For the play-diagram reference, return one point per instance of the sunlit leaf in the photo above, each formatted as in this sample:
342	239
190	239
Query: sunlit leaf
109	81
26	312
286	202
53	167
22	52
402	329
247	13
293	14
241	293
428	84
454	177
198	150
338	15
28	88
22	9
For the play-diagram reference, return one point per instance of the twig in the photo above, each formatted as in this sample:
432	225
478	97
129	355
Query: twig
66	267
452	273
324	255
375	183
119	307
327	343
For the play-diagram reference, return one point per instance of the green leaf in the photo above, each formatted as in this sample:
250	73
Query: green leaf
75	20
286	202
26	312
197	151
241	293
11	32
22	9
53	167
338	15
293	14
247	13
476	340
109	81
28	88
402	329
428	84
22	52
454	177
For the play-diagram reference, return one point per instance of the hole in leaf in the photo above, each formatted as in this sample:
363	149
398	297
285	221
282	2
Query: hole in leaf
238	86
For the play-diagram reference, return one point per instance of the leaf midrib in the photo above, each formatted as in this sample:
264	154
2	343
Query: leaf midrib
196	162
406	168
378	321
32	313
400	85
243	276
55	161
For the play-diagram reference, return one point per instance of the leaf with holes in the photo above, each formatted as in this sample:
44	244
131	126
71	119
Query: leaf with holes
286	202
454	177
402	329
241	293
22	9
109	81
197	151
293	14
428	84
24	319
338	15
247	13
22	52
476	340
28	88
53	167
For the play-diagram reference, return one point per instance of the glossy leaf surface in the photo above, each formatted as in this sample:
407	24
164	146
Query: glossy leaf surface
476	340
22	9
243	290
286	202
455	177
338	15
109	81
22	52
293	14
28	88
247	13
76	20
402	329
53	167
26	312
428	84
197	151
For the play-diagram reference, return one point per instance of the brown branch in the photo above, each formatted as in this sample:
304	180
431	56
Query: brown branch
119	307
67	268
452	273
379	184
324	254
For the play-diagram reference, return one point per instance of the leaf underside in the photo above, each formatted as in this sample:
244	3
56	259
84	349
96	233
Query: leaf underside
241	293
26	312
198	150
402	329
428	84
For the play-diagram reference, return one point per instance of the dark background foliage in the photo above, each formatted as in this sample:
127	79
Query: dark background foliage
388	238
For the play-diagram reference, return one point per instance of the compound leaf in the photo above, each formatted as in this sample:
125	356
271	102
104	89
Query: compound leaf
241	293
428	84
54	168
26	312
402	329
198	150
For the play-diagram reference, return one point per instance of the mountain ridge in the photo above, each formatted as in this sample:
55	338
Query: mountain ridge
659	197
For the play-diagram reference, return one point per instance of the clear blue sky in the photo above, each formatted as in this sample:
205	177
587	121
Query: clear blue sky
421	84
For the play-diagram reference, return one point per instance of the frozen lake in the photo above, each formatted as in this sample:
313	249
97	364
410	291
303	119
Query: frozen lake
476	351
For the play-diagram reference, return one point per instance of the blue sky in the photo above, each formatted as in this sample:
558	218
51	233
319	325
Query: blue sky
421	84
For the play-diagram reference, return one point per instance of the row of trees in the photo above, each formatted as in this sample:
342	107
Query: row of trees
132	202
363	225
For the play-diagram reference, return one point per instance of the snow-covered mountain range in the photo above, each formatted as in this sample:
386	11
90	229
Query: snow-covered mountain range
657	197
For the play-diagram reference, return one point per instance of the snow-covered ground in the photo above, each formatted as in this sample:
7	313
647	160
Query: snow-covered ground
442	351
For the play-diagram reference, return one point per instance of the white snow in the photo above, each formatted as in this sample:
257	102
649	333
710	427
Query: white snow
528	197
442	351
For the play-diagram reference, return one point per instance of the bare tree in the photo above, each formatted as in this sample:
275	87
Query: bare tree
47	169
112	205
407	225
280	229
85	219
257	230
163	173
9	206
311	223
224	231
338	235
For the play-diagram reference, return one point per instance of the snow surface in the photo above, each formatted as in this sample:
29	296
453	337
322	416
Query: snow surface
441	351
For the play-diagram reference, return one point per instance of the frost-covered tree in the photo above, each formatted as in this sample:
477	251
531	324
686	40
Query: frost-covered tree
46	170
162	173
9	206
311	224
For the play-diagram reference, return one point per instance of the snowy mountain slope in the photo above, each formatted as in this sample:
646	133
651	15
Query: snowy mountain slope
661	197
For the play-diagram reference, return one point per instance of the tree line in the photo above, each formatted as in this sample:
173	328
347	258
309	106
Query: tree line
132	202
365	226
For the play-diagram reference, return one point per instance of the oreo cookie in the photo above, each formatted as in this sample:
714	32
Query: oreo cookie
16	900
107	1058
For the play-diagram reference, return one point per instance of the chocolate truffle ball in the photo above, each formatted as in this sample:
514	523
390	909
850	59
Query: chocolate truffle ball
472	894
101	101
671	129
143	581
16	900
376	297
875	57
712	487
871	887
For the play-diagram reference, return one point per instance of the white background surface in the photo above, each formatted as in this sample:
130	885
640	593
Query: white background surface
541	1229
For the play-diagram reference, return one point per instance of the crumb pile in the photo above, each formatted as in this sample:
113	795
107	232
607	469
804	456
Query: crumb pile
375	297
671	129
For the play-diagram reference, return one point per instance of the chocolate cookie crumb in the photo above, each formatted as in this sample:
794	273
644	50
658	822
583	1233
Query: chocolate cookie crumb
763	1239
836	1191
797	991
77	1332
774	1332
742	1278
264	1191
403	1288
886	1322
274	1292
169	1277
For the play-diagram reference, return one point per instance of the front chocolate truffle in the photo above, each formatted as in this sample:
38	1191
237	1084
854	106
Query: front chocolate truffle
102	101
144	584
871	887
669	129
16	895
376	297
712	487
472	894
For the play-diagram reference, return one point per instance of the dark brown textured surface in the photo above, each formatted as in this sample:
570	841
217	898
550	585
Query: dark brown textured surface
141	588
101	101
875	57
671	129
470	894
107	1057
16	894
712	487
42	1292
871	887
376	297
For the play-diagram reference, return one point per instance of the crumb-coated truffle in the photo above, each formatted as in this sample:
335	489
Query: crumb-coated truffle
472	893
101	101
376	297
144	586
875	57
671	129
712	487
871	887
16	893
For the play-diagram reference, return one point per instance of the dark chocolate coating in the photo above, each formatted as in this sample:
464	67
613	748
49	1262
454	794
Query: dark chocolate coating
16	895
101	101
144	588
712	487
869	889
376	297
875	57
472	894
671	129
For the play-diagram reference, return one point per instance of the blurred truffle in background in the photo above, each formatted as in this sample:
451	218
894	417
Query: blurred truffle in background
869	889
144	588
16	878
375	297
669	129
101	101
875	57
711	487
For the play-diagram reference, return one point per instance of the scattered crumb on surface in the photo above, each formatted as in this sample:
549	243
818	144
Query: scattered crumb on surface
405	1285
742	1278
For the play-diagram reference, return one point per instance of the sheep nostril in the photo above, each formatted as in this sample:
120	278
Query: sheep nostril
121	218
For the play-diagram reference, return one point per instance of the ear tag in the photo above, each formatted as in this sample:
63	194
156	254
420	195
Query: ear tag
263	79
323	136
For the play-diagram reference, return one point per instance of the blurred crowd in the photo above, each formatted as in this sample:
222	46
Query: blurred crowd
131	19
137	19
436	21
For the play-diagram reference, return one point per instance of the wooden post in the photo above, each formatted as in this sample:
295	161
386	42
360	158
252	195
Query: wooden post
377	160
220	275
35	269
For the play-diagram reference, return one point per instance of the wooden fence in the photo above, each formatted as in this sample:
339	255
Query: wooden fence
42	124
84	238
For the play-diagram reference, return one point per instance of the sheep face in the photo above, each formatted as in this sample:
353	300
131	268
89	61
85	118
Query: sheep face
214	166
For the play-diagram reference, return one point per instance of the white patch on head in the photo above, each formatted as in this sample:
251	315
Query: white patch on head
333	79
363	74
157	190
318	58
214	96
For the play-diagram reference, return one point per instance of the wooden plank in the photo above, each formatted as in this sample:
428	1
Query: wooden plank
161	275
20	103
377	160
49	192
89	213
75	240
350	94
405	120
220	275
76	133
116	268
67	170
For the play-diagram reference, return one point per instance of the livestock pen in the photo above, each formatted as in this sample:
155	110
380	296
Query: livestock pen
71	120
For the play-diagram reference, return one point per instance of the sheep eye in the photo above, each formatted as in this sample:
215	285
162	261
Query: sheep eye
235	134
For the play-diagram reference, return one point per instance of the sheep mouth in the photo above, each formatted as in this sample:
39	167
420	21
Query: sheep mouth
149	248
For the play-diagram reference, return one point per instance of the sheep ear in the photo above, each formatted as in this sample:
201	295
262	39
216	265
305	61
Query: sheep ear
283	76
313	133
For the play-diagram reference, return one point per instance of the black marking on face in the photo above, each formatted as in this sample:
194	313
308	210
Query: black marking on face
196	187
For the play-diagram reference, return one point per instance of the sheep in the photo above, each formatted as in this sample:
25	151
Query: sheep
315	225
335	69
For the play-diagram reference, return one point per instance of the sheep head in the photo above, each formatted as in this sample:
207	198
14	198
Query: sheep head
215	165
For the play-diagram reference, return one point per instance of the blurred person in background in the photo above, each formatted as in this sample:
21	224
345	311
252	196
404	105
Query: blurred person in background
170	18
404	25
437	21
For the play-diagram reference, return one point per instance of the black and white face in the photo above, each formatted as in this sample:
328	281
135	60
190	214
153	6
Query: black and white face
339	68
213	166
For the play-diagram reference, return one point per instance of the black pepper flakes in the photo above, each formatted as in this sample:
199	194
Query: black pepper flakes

• The problem: The line containing "the sheep in" and every line after it, through the end of the records, should be repeated exactly and alone.

• Task answer:
For the play-diagram reference, return one point per instance of the sheep in the photo above, each formatted as in this sample:
25	151
Query: sheep
315	225
335	69
For the play-diagram reference, return one point per instance of the sheep head in the photo above, each formatted as in this sample:
207	198
14	198
Query: sheep head
215	165
For the play-diagram reference, return one point per instance of the blurred person in background in the photo above, each formatted as in this sample:
21	224
345	311
252	196
404	105
Query: blurred person in background
170	18
404	25
437	21
For the play-diagram reference, return one point per instance of the black and white face in the photo above, each formatted as in this sample:
328	281
135	60
190	214
153	6
Query: black and white face
339	68
213	166
For the play-diagram reference, return one point per instance of the black pepper flakes in the photo above, each formatted as in this sample:
199	194
Query: black pepper flakes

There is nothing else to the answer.